Supplied records:
┌──
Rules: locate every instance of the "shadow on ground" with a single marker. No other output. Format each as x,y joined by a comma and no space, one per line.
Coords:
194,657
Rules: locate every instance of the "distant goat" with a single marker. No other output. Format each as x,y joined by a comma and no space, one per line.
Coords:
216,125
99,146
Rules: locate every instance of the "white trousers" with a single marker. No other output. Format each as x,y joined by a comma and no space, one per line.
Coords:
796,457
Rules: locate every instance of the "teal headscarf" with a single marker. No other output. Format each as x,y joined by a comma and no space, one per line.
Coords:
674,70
└──
The task: Copy all the entries verbatim.

The reply:
Rules: locate every instance of the "shadow on ground" with a single marker. No other output. Format each as x,y joined by a comma and no space, one per line.
Coords:
194,657
Rules: locate every instance of the "distant goat" with a single marker. No other output. Format each as x,y joined by a comma and no space, one per line.
Coords:
216,125
99,146
Rules: locate every instance of the "white trousers" with a single marker. No other output. Format each as x,y joined by a comma and no space, one per line.
Coords:
796,457
Rules: locate every instance of the "teal headscarf" with a single marker. No other output. Format each as x,y joined by a comma and no space, one per line.
Coords:
674,70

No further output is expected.